**About this exercise:**
Hunt through the lines below for the string "twig" and copy each one that has it.

**The records:**
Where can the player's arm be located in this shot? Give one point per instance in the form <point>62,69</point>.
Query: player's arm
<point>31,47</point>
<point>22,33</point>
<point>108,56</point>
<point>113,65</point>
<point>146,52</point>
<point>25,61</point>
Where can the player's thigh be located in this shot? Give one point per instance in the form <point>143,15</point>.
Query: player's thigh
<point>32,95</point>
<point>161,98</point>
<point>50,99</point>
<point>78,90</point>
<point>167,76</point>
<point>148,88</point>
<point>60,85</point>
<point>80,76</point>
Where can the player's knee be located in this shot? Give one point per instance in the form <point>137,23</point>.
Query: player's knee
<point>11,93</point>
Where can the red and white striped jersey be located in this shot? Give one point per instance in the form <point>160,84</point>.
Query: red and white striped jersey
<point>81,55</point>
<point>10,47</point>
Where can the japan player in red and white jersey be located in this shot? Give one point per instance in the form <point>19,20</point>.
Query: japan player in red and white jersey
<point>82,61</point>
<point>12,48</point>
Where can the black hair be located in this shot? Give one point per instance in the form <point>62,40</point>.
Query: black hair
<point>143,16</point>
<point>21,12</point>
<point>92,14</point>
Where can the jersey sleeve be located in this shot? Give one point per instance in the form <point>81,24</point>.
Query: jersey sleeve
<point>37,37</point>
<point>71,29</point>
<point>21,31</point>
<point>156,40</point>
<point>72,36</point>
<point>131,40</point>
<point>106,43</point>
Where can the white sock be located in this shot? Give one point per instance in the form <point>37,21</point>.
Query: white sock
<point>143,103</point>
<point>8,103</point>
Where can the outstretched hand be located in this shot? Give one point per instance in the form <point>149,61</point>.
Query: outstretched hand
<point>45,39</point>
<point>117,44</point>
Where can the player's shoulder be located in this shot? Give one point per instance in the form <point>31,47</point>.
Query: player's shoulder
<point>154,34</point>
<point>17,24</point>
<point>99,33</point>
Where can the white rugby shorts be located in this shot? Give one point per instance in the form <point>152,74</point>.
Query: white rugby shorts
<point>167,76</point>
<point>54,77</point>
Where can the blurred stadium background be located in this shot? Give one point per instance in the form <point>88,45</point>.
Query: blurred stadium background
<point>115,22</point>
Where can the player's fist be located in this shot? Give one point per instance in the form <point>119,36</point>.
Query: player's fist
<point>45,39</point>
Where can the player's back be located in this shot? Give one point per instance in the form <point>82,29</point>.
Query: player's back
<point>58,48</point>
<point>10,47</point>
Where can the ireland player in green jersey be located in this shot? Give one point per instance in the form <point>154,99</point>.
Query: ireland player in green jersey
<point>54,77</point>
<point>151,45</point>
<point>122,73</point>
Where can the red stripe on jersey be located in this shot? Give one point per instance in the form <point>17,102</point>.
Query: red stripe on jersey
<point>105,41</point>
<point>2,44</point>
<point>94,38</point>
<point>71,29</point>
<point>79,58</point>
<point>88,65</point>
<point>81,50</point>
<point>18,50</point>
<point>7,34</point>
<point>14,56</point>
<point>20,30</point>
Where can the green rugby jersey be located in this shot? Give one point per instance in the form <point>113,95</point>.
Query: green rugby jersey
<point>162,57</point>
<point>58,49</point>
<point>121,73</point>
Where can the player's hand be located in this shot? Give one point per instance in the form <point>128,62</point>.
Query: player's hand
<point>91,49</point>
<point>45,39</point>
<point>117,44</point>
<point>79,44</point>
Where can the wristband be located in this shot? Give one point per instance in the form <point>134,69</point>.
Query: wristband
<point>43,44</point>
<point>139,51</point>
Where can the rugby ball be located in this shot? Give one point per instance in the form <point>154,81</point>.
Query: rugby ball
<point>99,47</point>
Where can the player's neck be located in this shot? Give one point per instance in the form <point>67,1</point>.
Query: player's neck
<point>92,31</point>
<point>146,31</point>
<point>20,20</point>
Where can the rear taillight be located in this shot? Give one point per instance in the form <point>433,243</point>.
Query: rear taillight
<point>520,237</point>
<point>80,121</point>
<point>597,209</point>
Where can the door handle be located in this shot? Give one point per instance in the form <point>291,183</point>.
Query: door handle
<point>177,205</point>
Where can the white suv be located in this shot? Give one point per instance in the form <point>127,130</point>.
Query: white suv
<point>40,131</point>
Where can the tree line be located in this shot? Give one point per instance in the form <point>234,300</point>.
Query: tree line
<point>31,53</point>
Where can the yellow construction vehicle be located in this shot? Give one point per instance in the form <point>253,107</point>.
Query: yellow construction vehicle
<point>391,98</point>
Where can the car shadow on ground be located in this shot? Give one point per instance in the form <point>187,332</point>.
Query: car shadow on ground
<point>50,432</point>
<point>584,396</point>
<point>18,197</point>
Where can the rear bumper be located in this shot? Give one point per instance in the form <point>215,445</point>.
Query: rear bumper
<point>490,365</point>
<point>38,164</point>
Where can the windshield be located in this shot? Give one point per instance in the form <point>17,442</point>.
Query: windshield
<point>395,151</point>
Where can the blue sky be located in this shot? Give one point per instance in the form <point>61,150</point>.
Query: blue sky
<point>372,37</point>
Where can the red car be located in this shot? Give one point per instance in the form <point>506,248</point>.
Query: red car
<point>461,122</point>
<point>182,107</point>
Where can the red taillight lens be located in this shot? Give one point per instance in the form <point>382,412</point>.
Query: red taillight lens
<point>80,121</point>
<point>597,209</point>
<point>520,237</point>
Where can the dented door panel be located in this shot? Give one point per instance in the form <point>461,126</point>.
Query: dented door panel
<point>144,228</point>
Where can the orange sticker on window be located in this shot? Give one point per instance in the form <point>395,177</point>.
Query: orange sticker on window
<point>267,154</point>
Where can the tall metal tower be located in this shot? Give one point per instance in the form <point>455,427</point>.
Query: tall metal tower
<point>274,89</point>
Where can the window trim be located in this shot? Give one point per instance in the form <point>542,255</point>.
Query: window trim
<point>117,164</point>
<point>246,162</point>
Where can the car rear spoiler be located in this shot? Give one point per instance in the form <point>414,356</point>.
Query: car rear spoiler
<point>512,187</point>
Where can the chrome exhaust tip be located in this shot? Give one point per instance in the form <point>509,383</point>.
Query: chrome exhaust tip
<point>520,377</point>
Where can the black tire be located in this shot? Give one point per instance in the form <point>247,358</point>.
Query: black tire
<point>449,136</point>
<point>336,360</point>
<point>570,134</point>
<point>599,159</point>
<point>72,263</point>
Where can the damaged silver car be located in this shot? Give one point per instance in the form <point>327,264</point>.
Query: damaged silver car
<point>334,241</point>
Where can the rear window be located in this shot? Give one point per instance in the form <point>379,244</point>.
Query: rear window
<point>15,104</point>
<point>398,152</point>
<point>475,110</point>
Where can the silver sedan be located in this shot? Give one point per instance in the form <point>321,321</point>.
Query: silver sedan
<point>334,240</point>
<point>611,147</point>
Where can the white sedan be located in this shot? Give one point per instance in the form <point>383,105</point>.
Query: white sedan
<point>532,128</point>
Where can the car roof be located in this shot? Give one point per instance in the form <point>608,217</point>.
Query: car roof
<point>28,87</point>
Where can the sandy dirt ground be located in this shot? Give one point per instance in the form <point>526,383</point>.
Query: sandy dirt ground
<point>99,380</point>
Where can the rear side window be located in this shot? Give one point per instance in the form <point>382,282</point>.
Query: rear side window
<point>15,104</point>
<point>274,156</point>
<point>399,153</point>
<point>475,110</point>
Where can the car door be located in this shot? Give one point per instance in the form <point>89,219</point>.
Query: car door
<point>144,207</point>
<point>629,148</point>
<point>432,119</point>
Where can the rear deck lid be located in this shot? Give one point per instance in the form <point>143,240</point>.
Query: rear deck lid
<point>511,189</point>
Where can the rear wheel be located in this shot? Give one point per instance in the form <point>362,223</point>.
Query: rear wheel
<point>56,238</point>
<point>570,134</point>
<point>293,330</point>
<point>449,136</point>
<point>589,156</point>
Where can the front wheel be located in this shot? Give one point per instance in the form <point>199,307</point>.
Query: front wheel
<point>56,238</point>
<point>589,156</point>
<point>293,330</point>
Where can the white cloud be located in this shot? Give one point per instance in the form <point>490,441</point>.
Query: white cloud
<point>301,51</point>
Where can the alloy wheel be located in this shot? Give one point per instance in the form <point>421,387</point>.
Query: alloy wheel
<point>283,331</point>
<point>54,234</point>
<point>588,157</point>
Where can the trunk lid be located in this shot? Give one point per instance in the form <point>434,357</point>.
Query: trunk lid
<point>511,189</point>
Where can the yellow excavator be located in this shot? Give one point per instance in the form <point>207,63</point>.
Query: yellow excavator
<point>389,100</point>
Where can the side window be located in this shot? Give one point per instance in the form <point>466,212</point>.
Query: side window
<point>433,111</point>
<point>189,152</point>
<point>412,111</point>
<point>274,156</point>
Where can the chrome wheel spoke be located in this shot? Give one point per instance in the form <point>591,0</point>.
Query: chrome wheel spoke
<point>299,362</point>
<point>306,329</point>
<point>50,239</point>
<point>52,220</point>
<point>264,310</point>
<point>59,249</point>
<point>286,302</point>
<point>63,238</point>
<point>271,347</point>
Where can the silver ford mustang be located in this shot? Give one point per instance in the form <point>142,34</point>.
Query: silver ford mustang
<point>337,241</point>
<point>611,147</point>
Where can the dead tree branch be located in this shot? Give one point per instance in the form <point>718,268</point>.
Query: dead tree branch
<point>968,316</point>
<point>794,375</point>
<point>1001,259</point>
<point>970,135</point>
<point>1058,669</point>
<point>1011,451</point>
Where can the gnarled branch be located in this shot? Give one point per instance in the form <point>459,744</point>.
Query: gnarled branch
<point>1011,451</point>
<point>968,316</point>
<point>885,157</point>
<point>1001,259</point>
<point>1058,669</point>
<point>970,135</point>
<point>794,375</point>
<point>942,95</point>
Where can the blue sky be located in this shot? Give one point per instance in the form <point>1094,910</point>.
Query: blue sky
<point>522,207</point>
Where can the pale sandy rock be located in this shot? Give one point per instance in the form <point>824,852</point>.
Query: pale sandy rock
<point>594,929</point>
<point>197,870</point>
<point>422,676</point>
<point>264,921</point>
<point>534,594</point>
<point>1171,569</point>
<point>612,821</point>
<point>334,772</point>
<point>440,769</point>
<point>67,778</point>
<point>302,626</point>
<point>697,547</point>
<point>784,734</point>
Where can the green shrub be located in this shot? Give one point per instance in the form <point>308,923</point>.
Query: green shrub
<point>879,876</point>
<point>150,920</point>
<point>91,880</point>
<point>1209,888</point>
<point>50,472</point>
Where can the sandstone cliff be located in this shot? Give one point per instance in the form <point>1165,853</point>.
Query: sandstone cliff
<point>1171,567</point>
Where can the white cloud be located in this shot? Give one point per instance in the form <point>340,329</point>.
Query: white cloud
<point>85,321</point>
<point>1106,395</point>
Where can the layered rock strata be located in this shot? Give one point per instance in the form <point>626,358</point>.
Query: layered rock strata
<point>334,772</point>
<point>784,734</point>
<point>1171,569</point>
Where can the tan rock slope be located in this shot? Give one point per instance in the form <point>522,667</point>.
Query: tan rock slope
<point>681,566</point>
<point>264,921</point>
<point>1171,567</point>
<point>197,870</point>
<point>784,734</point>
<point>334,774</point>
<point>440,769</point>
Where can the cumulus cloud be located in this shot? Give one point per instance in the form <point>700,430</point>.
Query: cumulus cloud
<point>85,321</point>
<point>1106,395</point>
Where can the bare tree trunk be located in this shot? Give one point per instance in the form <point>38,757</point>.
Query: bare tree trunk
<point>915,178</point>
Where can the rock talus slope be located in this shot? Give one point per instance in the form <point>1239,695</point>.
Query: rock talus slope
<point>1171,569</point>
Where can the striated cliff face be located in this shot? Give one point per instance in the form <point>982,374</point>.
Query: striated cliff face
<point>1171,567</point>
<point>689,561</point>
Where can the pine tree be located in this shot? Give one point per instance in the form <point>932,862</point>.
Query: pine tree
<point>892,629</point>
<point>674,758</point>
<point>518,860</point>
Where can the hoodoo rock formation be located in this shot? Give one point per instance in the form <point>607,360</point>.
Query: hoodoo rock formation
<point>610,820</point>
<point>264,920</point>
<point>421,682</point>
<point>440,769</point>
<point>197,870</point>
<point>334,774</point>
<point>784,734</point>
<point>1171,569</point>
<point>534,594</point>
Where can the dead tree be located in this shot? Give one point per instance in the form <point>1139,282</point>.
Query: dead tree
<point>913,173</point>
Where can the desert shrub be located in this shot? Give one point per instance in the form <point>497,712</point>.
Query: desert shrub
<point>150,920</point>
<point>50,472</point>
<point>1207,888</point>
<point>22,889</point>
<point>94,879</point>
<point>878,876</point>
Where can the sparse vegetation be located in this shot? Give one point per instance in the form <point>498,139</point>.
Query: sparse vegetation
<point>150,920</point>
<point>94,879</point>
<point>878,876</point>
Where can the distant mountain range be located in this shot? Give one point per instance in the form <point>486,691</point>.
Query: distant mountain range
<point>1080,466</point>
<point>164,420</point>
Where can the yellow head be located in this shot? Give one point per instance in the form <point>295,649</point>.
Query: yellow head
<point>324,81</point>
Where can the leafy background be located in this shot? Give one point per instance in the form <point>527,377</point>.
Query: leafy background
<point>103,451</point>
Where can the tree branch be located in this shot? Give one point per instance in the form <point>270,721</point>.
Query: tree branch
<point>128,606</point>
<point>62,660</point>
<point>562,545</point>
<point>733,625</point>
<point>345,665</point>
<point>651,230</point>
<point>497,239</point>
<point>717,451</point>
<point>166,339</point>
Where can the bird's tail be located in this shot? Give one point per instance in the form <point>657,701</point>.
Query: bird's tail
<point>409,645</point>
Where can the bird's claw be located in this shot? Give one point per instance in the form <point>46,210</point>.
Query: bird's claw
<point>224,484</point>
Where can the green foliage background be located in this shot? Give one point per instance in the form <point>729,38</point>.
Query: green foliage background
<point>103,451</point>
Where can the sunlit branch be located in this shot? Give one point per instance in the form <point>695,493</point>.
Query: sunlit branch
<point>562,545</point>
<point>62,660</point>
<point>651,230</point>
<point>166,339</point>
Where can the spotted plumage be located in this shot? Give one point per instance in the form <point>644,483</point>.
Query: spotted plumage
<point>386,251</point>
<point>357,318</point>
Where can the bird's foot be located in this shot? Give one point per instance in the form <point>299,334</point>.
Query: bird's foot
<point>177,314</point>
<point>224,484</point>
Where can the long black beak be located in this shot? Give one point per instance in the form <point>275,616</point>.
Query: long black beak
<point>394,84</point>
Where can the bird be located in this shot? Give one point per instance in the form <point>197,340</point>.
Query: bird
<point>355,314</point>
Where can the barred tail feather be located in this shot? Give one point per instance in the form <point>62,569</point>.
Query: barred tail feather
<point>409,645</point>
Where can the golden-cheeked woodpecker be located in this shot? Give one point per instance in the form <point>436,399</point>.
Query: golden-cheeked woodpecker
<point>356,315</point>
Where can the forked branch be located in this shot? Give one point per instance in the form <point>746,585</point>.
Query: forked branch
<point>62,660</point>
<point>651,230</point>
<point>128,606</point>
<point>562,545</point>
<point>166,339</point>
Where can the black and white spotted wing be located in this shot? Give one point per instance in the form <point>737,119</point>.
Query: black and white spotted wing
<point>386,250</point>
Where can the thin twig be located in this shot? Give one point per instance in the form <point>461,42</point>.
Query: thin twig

**Answer for this exercise:**
Where can the thin twig be located in this shot? Give one point per instance in the form <point>461,42</point>.
Query: thin twig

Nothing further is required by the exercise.